| PROVIDED DATA |
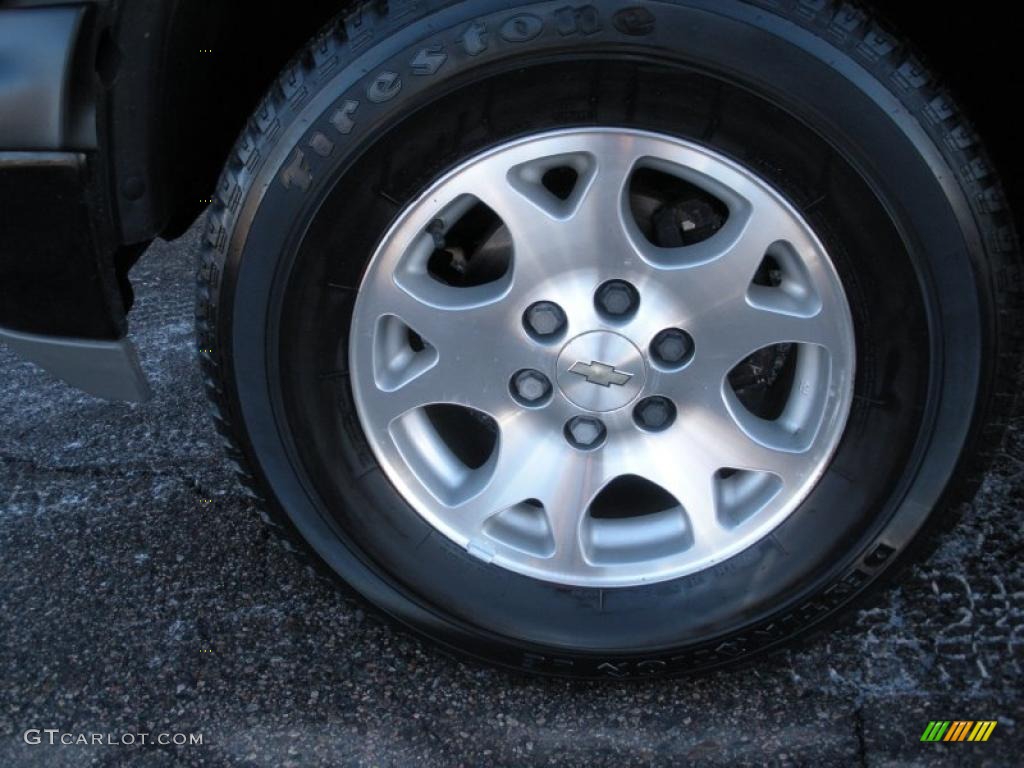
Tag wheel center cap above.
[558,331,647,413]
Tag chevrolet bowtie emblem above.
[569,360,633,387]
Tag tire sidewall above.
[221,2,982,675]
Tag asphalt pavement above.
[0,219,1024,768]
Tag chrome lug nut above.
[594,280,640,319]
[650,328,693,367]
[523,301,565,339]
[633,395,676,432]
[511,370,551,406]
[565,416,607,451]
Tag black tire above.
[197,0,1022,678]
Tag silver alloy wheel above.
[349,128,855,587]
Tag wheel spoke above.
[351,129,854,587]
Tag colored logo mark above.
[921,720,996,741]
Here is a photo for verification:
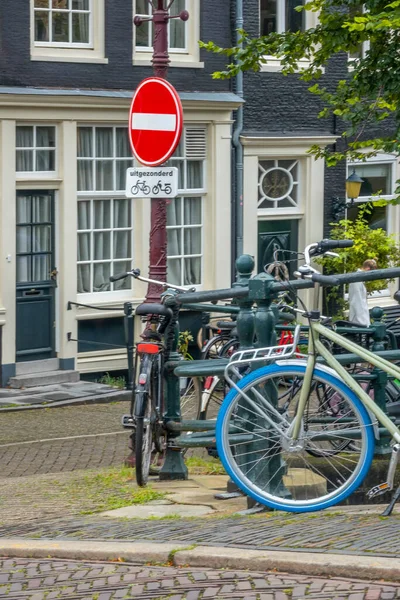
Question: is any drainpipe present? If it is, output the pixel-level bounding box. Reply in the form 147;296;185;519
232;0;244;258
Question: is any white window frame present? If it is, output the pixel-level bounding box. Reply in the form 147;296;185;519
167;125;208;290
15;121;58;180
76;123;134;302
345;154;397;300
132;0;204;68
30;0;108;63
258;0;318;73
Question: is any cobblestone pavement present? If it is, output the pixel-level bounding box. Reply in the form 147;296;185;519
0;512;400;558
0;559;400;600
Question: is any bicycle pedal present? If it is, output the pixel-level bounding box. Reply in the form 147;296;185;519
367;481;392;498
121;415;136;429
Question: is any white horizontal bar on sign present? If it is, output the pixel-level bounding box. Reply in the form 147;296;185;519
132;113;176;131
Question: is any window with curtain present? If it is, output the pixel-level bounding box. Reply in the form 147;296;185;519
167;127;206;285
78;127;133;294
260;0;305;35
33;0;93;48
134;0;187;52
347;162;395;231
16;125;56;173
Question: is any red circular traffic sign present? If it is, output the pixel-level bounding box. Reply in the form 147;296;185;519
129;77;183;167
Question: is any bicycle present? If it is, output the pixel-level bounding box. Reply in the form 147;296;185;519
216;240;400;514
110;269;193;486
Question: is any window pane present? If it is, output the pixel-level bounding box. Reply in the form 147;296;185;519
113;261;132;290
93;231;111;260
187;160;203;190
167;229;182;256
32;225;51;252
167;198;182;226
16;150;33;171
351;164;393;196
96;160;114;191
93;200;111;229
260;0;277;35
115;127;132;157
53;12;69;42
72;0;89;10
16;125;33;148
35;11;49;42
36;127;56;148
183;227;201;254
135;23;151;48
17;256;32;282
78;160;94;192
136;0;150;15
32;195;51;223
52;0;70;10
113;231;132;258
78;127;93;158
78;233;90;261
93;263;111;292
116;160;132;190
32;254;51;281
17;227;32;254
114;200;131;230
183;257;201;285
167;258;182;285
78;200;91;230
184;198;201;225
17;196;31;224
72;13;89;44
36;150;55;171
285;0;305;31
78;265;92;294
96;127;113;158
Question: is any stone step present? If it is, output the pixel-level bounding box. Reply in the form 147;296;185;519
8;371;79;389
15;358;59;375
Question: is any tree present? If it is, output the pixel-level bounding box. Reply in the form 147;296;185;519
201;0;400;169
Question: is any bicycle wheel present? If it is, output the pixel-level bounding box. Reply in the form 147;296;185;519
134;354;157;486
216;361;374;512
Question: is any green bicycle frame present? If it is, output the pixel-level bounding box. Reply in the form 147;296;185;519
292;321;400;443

--

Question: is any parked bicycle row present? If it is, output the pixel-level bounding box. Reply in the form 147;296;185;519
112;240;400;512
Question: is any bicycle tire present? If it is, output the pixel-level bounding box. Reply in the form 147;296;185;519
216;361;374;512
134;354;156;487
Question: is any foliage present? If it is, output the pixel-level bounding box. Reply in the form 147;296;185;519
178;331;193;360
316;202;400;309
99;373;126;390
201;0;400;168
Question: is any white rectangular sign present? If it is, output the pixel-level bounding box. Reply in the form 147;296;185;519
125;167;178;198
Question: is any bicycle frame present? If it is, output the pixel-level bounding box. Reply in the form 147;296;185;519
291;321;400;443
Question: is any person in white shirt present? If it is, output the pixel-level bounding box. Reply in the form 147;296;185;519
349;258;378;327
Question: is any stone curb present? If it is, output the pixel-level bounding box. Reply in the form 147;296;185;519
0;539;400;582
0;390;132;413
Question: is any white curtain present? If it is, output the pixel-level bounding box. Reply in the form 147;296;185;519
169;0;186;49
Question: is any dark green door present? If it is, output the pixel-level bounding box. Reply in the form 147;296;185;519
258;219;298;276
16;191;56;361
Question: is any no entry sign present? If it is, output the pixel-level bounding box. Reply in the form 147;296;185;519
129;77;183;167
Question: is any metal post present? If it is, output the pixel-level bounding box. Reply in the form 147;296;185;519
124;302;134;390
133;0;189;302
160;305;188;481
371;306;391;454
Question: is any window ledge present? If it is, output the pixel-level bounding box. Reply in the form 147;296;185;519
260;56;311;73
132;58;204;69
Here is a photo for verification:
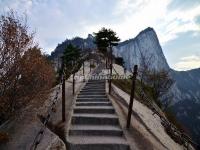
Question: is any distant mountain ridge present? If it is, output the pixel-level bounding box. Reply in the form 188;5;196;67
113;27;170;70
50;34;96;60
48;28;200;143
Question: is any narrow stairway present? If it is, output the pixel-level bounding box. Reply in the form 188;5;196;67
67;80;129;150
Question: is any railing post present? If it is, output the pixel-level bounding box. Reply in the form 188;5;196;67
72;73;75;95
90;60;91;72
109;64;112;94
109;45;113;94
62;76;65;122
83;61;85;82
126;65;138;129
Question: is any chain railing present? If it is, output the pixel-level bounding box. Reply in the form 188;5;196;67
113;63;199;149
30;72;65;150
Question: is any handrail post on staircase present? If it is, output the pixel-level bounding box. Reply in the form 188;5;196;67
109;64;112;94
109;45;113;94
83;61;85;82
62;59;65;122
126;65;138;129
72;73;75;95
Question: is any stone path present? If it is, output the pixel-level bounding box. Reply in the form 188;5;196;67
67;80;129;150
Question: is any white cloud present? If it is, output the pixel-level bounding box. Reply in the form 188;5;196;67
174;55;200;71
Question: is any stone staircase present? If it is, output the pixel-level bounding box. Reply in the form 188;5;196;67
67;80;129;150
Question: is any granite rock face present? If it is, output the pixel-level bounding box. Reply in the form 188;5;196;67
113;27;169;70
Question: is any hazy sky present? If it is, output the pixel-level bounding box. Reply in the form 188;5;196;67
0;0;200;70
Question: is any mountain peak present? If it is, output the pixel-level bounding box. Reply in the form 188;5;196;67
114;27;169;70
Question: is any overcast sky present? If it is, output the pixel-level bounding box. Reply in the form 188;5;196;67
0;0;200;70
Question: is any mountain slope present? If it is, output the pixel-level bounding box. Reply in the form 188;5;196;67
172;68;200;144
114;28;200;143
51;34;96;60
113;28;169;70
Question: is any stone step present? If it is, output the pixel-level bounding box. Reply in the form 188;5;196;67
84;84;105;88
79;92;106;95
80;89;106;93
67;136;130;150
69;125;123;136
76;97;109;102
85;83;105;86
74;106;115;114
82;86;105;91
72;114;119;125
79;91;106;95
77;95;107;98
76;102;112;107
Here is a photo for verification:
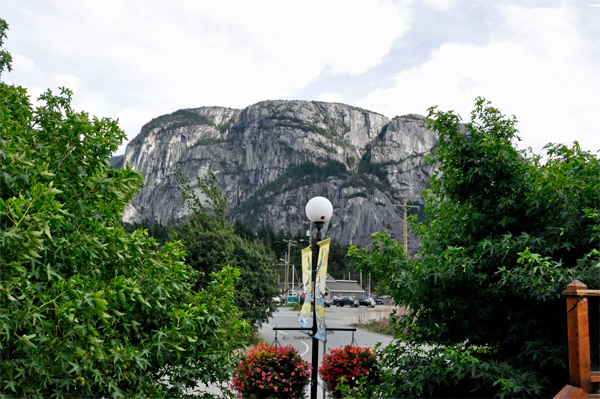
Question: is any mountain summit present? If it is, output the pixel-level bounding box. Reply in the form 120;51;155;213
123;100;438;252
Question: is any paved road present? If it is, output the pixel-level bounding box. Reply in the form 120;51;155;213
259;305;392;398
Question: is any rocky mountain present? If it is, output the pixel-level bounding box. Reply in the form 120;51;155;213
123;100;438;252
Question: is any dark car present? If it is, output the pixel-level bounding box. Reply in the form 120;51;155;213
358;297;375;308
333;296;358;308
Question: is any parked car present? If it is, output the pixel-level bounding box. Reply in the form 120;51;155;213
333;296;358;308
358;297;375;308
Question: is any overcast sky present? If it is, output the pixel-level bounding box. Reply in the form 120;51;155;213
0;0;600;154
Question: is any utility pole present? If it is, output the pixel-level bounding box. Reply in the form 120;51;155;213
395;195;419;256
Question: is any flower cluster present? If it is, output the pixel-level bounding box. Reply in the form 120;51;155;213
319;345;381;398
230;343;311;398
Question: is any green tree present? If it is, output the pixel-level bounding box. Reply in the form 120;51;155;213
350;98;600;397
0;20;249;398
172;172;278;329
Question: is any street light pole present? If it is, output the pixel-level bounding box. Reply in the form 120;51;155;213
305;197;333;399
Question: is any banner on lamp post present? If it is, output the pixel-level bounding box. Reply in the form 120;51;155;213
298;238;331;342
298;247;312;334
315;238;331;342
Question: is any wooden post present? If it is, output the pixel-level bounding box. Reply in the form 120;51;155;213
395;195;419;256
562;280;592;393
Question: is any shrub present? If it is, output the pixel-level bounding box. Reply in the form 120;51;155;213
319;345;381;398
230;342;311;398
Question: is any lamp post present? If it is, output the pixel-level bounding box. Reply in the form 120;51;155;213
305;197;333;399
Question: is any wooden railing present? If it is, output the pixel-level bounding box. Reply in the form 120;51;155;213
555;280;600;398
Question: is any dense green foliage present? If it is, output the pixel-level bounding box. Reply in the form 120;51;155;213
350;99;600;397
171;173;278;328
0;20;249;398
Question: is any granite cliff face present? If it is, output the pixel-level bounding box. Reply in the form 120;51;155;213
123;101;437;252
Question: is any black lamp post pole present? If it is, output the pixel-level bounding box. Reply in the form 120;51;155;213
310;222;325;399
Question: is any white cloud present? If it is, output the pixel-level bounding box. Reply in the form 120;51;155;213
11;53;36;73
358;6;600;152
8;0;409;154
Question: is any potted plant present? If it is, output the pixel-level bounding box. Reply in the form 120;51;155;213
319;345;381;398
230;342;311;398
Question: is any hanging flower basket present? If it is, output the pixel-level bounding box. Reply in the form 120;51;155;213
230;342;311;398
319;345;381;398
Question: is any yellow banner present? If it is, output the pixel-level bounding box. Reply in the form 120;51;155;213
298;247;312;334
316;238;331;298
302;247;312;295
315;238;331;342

* * *

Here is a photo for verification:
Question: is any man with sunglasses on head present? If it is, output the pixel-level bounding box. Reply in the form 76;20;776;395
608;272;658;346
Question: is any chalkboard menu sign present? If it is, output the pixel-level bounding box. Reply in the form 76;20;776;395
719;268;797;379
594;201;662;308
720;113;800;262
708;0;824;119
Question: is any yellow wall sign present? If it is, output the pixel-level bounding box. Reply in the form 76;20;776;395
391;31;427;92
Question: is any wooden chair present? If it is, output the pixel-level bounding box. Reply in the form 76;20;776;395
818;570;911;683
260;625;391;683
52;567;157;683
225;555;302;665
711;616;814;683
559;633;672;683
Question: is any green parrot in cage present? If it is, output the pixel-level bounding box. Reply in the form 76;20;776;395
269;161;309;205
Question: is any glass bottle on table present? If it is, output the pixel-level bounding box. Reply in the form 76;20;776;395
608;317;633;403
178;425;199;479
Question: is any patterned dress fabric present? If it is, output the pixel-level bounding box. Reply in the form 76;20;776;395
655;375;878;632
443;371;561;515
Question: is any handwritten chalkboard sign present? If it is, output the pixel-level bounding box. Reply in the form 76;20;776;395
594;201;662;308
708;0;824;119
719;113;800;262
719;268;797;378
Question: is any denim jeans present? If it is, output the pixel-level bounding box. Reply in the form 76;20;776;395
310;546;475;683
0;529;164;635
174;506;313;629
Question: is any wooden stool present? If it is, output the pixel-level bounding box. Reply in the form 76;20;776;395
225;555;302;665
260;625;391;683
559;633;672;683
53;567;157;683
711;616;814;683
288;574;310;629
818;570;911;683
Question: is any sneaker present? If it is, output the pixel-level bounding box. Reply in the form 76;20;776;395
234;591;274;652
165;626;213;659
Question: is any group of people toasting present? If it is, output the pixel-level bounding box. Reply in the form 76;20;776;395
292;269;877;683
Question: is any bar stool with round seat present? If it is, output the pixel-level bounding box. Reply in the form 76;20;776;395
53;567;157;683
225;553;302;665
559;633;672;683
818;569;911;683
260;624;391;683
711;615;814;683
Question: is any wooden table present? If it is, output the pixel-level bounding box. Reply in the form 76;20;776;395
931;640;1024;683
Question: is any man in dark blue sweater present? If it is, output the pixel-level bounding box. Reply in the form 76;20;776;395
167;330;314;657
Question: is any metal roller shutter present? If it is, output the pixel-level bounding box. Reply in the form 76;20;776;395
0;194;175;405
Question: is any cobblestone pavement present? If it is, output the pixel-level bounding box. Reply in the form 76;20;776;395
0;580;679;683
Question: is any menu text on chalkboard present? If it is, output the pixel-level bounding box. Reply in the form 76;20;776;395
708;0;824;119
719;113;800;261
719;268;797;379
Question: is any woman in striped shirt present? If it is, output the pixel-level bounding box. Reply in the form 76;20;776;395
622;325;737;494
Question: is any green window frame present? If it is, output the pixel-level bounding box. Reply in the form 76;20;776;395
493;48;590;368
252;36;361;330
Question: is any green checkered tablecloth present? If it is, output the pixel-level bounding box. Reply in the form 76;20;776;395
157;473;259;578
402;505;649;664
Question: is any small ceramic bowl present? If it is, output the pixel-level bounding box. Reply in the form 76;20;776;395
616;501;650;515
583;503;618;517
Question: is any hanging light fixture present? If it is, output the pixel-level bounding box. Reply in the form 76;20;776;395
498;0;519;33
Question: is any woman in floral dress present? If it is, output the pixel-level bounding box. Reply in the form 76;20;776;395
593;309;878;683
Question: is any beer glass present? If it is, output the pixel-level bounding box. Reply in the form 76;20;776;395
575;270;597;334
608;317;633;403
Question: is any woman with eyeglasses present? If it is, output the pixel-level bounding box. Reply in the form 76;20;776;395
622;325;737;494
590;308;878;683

| WHAT IS ASKED |
Report each line above that contains the word "metal", copying every such line in full.

| REPLY |
Question: is any metal post present? If it is, output the pixel-level bounding box. Reply in the form 147;296;185;519
Question: is any metal roller shutter present? If it is, output the pixel-level bounding box. Reply in the form 76;20;776;395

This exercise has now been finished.